> _Required work_
Write the next part of the forum thread about the off-center chuck, starting right after the last line shown.

> _Source extract_
# Off Center Chuck Info



## BradB (Jun 9, 2010)

Does anyone have the dimensions for this? My father-in-law is going to make one for me. Just need some idea of dimensions


----------



## duncsuss (Aug 21, 2009)

I'm guessing the larger threaded holes are 1" x 8tpi (since they screw onto the drive shaft of a lathe).

You might be able to estimate the sizes based on that.

If your father-in-law needs the practice, I'd be glad to take a prototype off his hands :laughing:


----------



## robert421960 (Dec 9, 2010)

i was under the impression with the way i was looking at it that the faceplate screwed onto those different holes making it off centered


----------



## robert421960 (Dec 9, 2010)

bad thing is he wasn't asking us how it worked but the dimensions lol
sorry i cant help you


----------



## john lucas (Sep 18, 2007)

> _Data section_
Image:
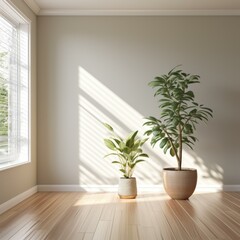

> _Response below_
I don't know the dimensions. I build one myself. I'm trying to learn machining skills and that looked like a worthwhile project. I don't have it in front of me but I think it's about 2 1/4 to 2 1/2" across. It's not a critical thing. Your going to screw a piece of scrap wood to it and then I use double stick tape to fasten my workpiece to the scrap.
I had to make a bushing that acts as a spacer because the hex head bolts I used to fasten the index wheel on stick out to far and hit the chuck I use to hold the threaded rod that goes into the rear of the piece. Not sure what other people do that was just my solution. MY bushing was 3/8" ID and about 5/8" OD. It's about 1/2 long.


----------



## BradB (Jun 9, 2010)

john lucas said:


> I don't know the dimensions. I build one myself. I'm trying to learn machining skills and that looked like a worthwhile project. I don't have it in front of me but I think it's about 2 1/4 to 2 1/2" across. It's not a critical thing.


I was thinking of 2.5 - 3 inches. I plan on having Dad make a morse taper with a screw end to screw the chuck onto. Kind of like a bottle stopper jig I believe. I will draw out something in Sketchup and see what works for dims.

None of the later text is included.